- Record extracts -
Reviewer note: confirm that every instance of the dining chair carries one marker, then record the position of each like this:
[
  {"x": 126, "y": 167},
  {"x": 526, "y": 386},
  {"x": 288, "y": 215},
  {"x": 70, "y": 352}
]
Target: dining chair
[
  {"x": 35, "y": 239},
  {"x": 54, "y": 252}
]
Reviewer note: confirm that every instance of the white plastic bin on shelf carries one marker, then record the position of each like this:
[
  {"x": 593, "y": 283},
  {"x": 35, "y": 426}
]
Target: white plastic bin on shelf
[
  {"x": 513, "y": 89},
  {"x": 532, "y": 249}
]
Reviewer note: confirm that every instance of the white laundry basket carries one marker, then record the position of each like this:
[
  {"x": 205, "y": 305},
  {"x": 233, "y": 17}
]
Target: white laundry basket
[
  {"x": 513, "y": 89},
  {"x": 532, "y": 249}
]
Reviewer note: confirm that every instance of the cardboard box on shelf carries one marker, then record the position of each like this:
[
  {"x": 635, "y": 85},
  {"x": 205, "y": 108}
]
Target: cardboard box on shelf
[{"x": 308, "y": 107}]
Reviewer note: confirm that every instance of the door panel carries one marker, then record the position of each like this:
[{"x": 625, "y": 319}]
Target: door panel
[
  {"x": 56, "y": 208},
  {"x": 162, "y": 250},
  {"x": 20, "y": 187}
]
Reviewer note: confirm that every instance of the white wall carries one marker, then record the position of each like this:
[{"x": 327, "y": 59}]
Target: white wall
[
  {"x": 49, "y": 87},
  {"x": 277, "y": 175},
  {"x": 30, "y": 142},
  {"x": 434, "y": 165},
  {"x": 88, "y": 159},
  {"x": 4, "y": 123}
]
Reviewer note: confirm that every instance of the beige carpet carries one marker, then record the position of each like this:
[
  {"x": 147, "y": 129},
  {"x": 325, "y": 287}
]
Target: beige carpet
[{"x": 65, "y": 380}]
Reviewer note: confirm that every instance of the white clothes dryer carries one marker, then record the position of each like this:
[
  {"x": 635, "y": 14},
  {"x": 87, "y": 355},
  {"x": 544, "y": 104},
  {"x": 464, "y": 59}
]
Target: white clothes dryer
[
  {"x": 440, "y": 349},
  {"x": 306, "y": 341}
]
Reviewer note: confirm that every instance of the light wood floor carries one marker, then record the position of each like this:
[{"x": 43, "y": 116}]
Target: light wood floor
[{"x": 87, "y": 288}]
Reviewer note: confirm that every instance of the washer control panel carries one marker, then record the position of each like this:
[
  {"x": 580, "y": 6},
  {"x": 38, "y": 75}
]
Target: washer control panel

- The task -
Return the line that contains "Reviewer note: confirm that every instance of the door" along with every line after it through the end of the entries, exactly, adding nothing.

- The result -
Reviewer note: confirm that every instance of the door panel carries one marker, then record the position of each like this:
[{"x": 625, "y": 319}]
Target: door panel
[
  {"x": 56, "y": 208},
  {"x": 162, "y": 250},
  {"x": 20, "y": 187}
]
Reviewer note: confirm that every instance of the white wall carries one marker, then record the position of each like this:
[{"x": 327, "y": 59}]
Target: white wall
[
  {"x": 49, "y": 87},
  {"x": 277, "y": 175},
  {"x": 30, "y": 142},
  {"x": 434, "y": 165},
  {"x": 88, "y": 159},
  {"x": 4, "y": 123}
]
Reviewer note: confirm that every instance of the beige carpet carries one marker, then record the position of each like this:
[
  {"x": 147, "y": 129},
  {"x": 325, "y": 287}
]
Target: beige carpet
[{"x": 65, "y": 380}]
Reviewer note: confirm that every instance of the white clothes dryer carries one marker, then record the position of each like this:
[
  {"x": 635, "y": 14},
  {"x": 87, "y": 355},
  {"x": 544, "y": 104},
  {"x": 464, "y": 59}
]
Target: white clothes dryer
[
  {"x": 440, "y": 349},
  {"x": 306, "y": 341}
]
Reviewer note: confirm that every instance of the light wood floor carries one marker, then record the position of each like this:
[{"x": 43, "y": 116}]
Target: light wood floor
[{"x": 87, "y": 288}]
Reviewer note: confirm that every instance of the washer control panel carries one marker, then record the position of each like this:
[
  {"x": 580, "y": 6},
  {"x": 38, "y": 75}
]
Target: washer control panel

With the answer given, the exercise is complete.